## Selected text
======

The Life and Death of Peter Sellers

The Life and Death of Peter Sellers 5 star

It paints a pretty horrible picture of Peter Sellers in places, a lot like Ray did of Ray Charles, and I don’t know much about either; but, as was the case with with the Charles bio-pic, if this is anywhere close to an accurate portrayal, then I actually think Sellers would approve of this movie. In fact, I think he’d love it.

While being sexy, funny, even chauvinistic at times, it still goes to depths you really wouldn’t expect from any director dealing with a bio-pic, let alone the guy whose past filmography includes Lost in Space, Predator 2 and an Elm Street sequel – for example when Geoffrey Rush plays different characters in Sellers’ life, like Sellers used to play different characters in his movies, at one point even “ADR’ing” a scene between Sellers and his wife, rose-tinting the scene to make it more like a romantic interlude than the argument it was in real life. A lot of the time when we see Rush as Sellers playing these other characters in his life, from mother to wife to director, we’re really seeing another character in private complaining about the man in question; it’s almost as if Sellers always knew his faults, and probably could have easily portrayed every single person he ever knew quite accurately onscreen, something I really relate to personally.

If I measured my opinion of movies based on the number of tears shed, and I’ll be honest, I often do, then this one would be way up there. There’s a realism in this movie that I simultaneously crave and fear. Like I said, I know little about its subject, but if this movie is anywhere near an accurate portrayal, then I find myself frighteningly similar to its main character; I’d almost go so far as to say there are moments in this movie where I almost felt it was about me, like when Sellers shuts himself in the closet like a child, because he’s done something bad. I mentioned the multiple character portrayals by Rush – there’s a moment when Stephen Fry, who plays Sellers’ agent, suddenly takes on the persona of his mother, and it reduced me to sobs quite frankly for reasons I can’t fathom, it’s a beautiful moment.

The cast is quite extraordinary. Rush is, of course, great as Sellers, but with him comes possibly the best cast entire family I’ve ever seen – Emily Watson, Miriam Margolyes and Peter Vaughan playing wife, mother and father respectively, with cameos from John Lithgow, Stanley Tucci and Nigel Havers as Blake Edwards, Stanley Kubrick and David Niven. Steve Pemberton of The League of Gentlemen plays Harry Secombe of The Goon Show, which, while I can’t comment on the realism of his portrayal (I only know of Harry Secombe later in his life when he presented Songs of Praise, etc), is a very neat touch since The Goon Show was arguably the original League of Gentlemen.

======

## Problem
Please answer these from the film review:
(a) Which actor plays Sellers' agent?
(b) The scene Geoffrey Rush "ADR's" takes place between Sellers and whom?
(c) Who plays Harry Secombe?
The data that come next are separate from the review.

## Source excerpt
======

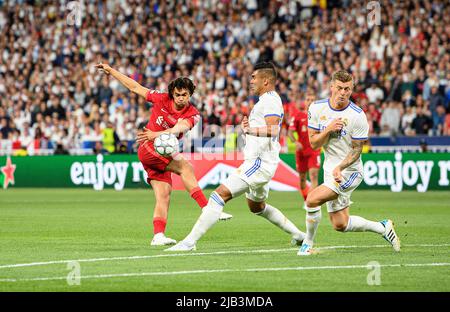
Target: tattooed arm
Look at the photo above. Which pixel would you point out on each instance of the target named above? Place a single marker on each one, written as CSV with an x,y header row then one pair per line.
x,y
353,156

======

## Task solution
(a) Stephen Fry
(b) His wife
(c) Steve Pemberton